■ **SHORT TASK**
Write out every item below line for line, without the pictures.

* Start ENTRIES PROVIDED *

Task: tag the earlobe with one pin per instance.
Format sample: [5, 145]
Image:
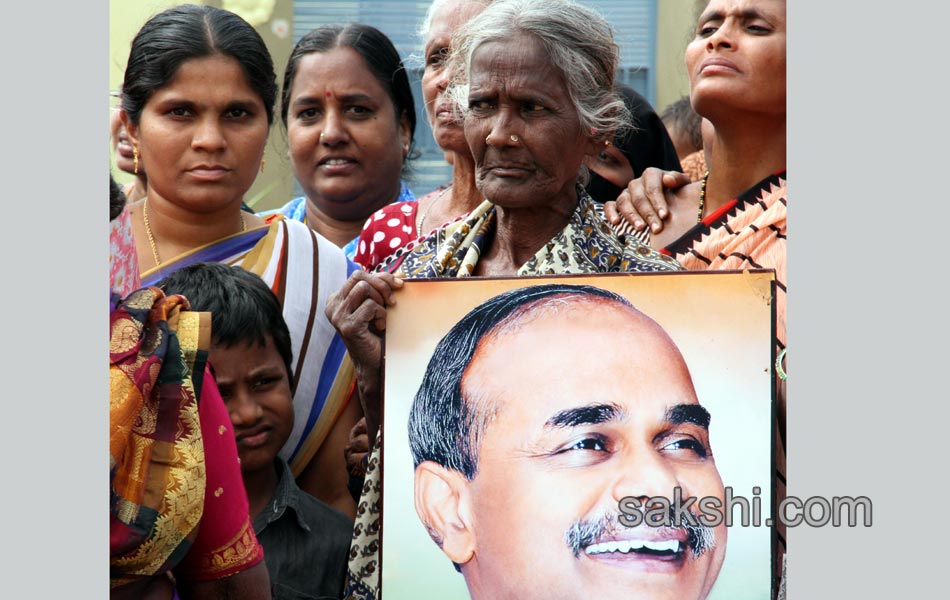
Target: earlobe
[442, 503]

* End ENTRIES PROVIDED *

■ **EXPECTED ANSWER**
Task: tag the earlobe with one pin per instance.
Format sample: [5, 145]
Image:
Target: earlobe
[442, 503]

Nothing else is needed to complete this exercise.